(EXERCISE OBJECTIVE) The response must reproduce every record below without alteration.

•••••

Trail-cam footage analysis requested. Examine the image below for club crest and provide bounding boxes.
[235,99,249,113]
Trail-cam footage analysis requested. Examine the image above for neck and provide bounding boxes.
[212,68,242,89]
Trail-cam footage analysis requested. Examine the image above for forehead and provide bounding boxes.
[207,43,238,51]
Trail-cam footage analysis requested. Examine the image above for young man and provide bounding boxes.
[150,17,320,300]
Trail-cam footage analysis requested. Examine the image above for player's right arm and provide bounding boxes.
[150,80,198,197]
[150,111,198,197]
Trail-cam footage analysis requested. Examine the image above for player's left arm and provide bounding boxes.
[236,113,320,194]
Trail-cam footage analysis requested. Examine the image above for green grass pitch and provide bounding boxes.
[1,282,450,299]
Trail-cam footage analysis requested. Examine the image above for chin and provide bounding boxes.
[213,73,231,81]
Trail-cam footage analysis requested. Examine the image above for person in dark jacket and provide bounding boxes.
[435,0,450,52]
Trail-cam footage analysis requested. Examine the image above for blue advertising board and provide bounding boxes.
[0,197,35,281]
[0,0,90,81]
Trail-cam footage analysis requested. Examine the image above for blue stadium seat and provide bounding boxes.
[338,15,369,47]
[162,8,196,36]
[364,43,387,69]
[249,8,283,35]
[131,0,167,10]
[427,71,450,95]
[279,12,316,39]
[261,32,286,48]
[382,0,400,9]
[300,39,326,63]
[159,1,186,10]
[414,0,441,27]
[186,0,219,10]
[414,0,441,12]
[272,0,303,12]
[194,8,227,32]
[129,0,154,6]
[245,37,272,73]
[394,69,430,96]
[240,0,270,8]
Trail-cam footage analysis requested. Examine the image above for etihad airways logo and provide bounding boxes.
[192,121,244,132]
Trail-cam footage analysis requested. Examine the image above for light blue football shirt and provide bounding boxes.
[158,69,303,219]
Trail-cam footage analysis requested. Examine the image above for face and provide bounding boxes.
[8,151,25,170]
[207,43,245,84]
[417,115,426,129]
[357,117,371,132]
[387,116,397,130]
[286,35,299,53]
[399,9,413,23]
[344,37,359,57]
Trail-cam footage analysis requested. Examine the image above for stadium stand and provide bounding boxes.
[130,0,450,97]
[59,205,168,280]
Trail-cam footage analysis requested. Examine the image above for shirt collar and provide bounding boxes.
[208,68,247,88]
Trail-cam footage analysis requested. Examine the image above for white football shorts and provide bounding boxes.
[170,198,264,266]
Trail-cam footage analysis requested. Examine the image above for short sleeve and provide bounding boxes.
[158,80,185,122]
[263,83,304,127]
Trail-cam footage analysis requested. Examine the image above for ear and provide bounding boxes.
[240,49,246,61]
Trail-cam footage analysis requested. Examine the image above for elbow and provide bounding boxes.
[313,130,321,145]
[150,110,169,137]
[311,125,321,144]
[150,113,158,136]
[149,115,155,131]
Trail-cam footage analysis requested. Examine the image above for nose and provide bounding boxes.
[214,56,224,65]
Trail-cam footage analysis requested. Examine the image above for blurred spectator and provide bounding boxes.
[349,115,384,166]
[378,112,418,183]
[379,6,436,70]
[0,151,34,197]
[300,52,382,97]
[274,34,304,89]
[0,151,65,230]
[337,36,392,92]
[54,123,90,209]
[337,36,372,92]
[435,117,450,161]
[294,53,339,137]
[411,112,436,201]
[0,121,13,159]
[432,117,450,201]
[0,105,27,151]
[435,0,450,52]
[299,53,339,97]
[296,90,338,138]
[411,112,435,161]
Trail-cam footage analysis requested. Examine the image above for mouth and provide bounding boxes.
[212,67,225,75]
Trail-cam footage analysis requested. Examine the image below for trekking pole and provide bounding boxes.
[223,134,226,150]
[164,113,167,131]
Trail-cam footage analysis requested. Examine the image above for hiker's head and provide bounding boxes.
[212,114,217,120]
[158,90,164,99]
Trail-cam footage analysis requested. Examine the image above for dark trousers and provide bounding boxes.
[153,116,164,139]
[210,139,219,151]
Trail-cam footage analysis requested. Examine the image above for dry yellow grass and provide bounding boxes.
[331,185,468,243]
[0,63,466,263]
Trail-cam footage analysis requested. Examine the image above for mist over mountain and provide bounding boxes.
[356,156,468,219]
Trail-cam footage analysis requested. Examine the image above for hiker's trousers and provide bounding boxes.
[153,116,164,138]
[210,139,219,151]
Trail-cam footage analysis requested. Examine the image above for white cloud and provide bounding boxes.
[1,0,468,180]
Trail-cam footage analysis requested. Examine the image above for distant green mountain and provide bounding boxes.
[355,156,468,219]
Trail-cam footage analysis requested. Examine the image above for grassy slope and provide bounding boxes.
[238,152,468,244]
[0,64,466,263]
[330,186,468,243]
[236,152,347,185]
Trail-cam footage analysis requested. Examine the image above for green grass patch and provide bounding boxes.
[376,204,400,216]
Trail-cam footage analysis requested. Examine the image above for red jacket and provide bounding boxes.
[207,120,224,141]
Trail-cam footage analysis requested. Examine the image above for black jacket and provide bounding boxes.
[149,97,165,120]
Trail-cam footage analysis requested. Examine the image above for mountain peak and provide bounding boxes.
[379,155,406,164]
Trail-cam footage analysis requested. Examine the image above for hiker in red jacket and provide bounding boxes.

•••••

(RESPONSE TO THE EXERCISE)
Trail-cam footage analysis requested. Examine the image below for club crest and provide bounding boxes.
[235,99,249,113]
Trail-cam footage analysis requested. Examine the image above for neck and provide bounding boxes.
[212,68,242,89]
Trail-cam footage analysis requested. Examine the image above for forehead and provide bounding boxes.
[207,43,238,51]
Trail-cam footage analysis requested. Examine the image above for young man and provide bounding boxes.
[150,17,320,300]
Trail-cam footage analysis requested. Examine the image above for player's right arm and provide bounding boxes.
[150,80,198,197]
[150,111,198,197]
Trail-cam footage analysis requested. Examine the image above for player's left arm and provide bounding boxes.
[236,113,320,194]
Trail-cam footage analysis requested. Examine the image above for green grass pitch and provide bounding boxes.
[1,282,450,299]
Trail-cam footage analysis requested. Examine the image above for chin and provide bounding boxes.
[213,73,231,81]
Trail-cam footage analysis requested. Examine the image above for person in dark jacket and provide bounding boxes.
[435,0,450,52]
Trail-cam footage analysis requested. Examine the image above for blue advertising board and provide bounding boxes.
[0,197,35,281]
[0,0,90,81]
Trail-cam footage analysis requested. Examine the image above for blue stadium seat and provide bounding boxes.
[338,15,369,47]
[162,8,196,36]
[364,43,387,69]
[249,8,283,35]
[131,0,167,10]
[427,71,450,95]
[279,12,316,39]
[261,32,286,48]
[382,0,400,9]
[300,39,326,63]
[159,1,186,10]
[414,0,441,27]
[186,0,219,10]
[414,0,441,12]
[272,0,303,12]
[194,8,227,32]
[129,0,154,6]
[245,37,272,73]
[394,69,430,96]
[240,0,270,8]
Trail-cam footage analysis requested. Examine the image above for etihad airways logo and provide bounding boxes.
[192,121,244,132]
Trail-cam footage analysis requested. Examine the image above for light blue football shirt and provide bounding boxes.
[158,69,303,219]
Trail-cam footage analysis requested. Examine the image above for face and provide bounding boxes.
[8,151,25,170]
[207,43,245,84]
[417,115,426,129]
[357,117,371,132]
[387,116,397,130]
[286,35,299,53]
[399,9,413,23]
[344,37,359,57]
Trail-cam footage analysis requested. Examine the image above for stadium stand and provide bounding boxes.
[130,0,450,97]
[59,205,168,280]
Trail-cam footage analysis requested. Examine the image above for shirt collar and provide bounding boxes.
[208,68,247,88]
Trail-cam footage analysis requested. Examine the image above for white football shorts and provide bounding boxes.
[170,198,264,266]
Trail-cam footage analysis requested. Examine the image above for short sleeve and provide bounding boxes.
[158,80,185,122]
[263,83,304,127]
Trail-cam footage analysis requested. Examine the image above for ear and provide bounding boxes.
[240,49,246,61]
Trail-cam footage analysis requested. Examine the image above for elbow and provide bounding boxes.
[313,130,321,145]
[150,110,169,137]
[311,125,321,144]
[150,113,158,136]
[149,115,155,131]
Trail-cam footage analysis requested. Examine the image above for nose and provide bounding boxes.
[214,56,224,65]
Trail-cam footage analysis requested. Examine the image above for blurred spectator and provide bounding boxes.
[349,115,384,166]
[378,112,418,183]
[379,6,436,70]
[0,151,34,197]
[300,52,382,97]
[274,34,304,89]
[0,151,65,230]
[337,36,392,92]
[54,123,90,209]
[337,36,372,92]
[435,117,450,161]
[294,53,339,137]
[411,112,436,201]
[0,121,13,159]
[432,117,450,201]
[0,105,27,151]
[435,0,450,52]
[299,53,339,97]
[296,90,338,138]
[411,112,435,161]
Trail-cam footage analysis requested. Examine the image above for mouth and provide bounding boxes.
[212,67,225,75]
Trail-cam footage analysis requested. Examine the image below for trekking pole and provide bounding boxes.
[223,134,226,150]
[164,113,167,131]
Trail-cam footage analysis requested. Examine the image above for hiker's head and provide bounding boxes.
[212,114,217,120]
[158,90,164,99]
Trail-cam footage analysis requested. Examine the image above for dark trousers and provide bounding boxes.
[153,116,164,139]
[210,139,219,151]
Trail-cam footage analysis requested. Examine the image above for dry yellow grass and provide bounding boxes.
[331,185,468,243]
[0,63,466,263]
Trail-cam footage analysis requested. Examine the image above for mist over mountain and provide bounding boxes.
[356,156,468,219]
Trail-cam footage analysis requested. Examine the image above for hiker's trousers and provide bounding boxes.
[153,116,164,138]
[210,139,219,151]
Trail-cam footage analysis requested. Examine the image above for white cloud and provide bounding boxes.
[1,0,468,180]
Trail-cam footage analysis requested. Examine the image above for distant green mountain and provide bounding boxes.
[355,156,468,219]
Trail-cam footage analysis requested. Examine the image above for grassy slope and provide bounding boxes.
[238,152,468,244]
[0,64,466,263]
[330,186,468,243]
[236,152,347,185]
Trail-cam footage analysis requested. Examine the image above for green grass patch and provide bounding boxes.
[376,204,400,216]
Trail-cam footage analysis requested. Examine the image above for red jacket and provide bounding boxes.
[207,120,224,141]
Trail-cam footage analysis requested. Examine the image above for black jacket and provide bounding boxes.
[149,97,165,120]
Trail-cam footage analysis requested. Examine the image above for mountain peak and provide bounding boxes.
[379,155,406,164]
Trail-cam footage analysis requested. Examine the image above for hiker in red jacket and provide bounding boxes.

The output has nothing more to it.